* The data:

--- START ---

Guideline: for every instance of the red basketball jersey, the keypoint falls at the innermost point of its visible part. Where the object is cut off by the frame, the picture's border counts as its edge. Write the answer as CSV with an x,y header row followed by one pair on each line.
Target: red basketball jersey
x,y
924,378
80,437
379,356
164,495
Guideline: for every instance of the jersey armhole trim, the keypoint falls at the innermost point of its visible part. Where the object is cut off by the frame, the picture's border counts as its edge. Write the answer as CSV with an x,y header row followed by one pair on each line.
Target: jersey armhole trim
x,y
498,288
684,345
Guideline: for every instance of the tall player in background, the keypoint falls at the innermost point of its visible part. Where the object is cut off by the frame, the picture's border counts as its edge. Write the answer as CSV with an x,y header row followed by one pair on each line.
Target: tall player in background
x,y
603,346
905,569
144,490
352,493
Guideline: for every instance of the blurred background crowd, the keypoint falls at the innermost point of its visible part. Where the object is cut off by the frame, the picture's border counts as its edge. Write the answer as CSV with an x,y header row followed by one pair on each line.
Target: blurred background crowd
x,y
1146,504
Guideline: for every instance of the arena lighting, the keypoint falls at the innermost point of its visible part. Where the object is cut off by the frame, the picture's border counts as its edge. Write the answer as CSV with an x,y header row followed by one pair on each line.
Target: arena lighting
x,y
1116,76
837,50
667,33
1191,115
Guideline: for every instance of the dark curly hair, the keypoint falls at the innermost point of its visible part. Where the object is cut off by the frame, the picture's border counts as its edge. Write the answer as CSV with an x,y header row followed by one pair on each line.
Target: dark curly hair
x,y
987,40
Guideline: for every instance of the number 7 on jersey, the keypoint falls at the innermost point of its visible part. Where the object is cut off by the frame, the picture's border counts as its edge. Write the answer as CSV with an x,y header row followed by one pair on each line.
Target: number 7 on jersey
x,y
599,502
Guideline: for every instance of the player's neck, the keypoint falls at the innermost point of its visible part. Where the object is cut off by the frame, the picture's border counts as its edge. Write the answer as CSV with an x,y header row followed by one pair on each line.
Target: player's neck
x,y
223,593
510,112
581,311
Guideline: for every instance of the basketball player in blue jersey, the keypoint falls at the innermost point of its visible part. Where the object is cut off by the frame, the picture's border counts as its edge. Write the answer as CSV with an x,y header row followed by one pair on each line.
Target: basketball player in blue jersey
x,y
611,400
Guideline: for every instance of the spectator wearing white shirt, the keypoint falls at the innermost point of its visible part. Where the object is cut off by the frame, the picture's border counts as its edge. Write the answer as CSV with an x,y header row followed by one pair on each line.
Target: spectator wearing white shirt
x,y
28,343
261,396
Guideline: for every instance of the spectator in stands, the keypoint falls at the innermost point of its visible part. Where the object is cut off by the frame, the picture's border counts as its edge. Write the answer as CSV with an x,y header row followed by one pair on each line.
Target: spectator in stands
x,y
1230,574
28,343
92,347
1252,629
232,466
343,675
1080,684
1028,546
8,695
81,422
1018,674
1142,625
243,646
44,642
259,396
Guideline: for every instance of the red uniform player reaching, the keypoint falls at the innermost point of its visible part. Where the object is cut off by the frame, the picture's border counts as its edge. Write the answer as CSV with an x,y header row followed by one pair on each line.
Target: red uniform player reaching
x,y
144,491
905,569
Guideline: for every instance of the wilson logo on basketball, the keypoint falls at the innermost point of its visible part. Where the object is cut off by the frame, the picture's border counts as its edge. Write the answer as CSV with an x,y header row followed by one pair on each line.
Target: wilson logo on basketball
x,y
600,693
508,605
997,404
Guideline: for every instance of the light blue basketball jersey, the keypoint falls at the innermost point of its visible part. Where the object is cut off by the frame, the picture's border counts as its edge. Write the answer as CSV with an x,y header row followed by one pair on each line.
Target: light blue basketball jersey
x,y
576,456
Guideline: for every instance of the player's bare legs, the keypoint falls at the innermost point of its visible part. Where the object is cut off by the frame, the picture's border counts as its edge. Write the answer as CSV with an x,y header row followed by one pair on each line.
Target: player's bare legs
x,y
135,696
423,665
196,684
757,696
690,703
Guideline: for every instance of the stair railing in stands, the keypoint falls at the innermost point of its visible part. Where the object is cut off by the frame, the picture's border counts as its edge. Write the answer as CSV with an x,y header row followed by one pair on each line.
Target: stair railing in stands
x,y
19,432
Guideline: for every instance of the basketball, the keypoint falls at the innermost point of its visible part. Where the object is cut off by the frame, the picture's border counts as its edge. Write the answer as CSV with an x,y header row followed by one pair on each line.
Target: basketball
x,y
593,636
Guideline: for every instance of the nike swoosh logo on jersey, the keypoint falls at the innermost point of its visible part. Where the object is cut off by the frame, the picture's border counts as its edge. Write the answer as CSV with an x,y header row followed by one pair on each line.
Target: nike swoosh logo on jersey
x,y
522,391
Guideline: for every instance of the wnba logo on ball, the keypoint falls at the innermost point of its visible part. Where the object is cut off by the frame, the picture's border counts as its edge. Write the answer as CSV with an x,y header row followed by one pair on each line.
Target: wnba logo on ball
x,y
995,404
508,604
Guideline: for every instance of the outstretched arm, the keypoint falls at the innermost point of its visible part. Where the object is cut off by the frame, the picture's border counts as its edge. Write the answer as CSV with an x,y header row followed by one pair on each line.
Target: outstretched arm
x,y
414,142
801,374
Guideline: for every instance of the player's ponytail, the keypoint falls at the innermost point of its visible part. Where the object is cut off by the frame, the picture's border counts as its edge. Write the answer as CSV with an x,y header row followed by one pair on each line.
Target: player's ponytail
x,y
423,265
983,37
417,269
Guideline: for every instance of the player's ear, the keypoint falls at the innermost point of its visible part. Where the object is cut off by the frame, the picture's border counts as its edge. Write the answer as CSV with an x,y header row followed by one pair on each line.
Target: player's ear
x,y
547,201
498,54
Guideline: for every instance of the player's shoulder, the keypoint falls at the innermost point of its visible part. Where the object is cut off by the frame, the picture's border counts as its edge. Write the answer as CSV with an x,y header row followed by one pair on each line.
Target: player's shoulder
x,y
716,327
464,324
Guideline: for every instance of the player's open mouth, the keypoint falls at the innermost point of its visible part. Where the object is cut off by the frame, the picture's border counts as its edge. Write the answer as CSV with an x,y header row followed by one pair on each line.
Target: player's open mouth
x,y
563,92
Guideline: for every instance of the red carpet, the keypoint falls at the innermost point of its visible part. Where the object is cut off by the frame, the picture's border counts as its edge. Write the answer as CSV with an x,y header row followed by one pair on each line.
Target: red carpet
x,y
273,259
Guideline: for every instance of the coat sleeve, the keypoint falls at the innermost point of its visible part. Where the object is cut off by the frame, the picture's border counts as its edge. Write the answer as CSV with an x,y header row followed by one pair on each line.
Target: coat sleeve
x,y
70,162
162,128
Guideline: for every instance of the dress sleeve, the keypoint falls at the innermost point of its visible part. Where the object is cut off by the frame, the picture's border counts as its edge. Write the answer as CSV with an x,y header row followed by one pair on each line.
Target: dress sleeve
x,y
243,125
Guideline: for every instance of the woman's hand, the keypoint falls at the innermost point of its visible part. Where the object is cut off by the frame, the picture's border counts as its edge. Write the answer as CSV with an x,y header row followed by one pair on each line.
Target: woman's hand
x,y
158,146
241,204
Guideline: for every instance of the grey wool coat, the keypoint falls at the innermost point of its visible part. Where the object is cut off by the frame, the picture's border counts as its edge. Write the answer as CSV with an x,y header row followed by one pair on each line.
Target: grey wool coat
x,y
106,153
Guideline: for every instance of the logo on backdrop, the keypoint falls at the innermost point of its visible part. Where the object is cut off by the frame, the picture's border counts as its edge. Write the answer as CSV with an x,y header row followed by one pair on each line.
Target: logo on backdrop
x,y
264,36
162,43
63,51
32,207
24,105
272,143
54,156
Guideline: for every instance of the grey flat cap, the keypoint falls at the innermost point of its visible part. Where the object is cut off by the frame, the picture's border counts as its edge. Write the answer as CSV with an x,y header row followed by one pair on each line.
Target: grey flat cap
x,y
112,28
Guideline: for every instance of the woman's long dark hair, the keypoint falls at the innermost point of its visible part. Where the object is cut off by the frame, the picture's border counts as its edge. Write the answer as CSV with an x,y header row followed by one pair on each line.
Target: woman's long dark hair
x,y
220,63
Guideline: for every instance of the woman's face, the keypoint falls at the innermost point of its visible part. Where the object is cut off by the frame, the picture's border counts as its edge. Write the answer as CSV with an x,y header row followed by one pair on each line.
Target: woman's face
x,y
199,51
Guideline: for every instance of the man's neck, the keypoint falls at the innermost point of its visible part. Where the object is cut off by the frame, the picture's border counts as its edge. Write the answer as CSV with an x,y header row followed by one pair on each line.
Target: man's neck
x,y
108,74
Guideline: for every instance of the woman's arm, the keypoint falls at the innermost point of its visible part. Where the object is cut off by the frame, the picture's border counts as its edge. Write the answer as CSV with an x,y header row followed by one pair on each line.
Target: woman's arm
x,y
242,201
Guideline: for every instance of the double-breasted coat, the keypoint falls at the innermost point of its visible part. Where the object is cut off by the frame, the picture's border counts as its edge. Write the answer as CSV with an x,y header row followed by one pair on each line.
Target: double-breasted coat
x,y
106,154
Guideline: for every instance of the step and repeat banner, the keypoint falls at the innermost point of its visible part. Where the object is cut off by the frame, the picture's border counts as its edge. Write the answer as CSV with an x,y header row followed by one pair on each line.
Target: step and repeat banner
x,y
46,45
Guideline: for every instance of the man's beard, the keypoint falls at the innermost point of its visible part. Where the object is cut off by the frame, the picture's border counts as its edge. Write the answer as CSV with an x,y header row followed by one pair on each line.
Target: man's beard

--- END ---

* Problem description: Within the entries above, work out how many lines contain the word "beard". The number alone is the answer.

* Exercise solution: 2